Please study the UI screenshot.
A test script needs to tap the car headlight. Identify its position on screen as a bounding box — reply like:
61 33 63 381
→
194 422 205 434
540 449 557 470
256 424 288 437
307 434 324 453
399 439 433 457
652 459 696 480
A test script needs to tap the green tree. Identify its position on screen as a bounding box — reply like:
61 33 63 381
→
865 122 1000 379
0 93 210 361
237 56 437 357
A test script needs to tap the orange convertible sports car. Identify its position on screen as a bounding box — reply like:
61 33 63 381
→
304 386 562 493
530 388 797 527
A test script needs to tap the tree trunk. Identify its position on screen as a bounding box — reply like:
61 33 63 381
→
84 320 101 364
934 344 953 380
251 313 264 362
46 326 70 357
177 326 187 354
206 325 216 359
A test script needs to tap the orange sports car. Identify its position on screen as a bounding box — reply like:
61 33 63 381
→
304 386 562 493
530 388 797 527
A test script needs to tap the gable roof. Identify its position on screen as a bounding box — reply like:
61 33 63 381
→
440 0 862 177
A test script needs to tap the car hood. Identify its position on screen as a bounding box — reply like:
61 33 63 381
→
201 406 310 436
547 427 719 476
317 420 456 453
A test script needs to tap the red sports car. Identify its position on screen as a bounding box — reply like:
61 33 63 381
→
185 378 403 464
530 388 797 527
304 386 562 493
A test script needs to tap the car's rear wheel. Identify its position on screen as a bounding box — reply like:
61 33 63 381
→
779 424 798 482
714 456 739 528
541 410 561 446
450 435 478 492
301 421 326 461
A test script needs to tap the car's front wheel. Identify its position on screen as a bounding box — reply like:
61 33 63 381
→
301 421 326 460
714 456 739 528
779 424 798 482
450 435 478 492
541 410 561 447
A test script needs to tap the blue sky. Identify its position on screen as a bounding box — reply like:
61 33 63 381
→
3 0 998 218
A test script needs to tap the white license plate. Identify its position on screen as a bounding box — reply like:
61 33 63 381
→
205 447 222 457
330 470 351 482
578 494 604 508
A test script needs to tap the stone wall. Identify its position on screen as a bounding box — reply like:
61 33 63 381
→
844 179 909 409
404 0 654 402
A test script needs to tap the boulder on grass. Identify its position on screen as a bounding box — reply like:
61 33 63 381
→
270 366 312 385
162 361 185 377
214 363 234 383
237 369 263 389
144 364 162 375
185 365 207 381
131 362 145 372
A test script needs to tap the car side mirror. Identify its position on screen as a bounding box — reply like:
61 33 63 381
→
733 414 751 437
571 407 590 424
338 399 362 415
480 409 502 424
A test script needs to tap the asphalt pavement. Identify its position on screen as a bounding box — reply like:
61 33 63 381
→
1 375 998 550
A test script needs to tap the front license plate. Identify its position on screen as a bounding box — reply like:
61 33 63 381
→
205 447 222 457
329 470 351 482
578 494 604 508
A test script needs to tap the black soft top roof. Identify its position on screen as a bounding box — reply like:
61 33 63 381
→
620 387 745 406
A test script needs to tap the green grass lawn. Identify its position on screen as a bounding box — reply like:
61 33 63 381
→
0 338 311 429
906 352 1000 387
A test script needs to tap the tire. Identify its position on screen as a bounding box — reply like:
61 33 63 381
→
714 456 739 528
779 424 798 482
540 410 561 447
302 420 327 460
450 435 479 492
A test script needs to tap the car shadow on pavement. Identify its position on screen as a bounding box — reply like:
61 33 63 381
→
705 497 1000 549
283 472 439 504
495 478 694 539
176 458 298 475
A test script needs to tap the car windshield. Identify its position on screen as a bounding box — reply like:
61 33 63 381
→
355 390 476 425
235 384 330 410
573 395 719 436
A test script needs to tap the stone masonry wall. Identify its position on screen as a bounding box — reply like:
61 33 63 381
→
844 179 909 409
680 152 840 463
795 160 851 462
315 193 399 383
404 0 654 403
====================
§ **What the task requires**
Each line above that contains the word "roof" should be copied.

§ **Written answer**
A test script needs to tap the gable roof. Identify its position on screen as a bounding box — reply like:
A test script needs to tap the black soft top roof. Identify its position on screen as a bounding box — reply like:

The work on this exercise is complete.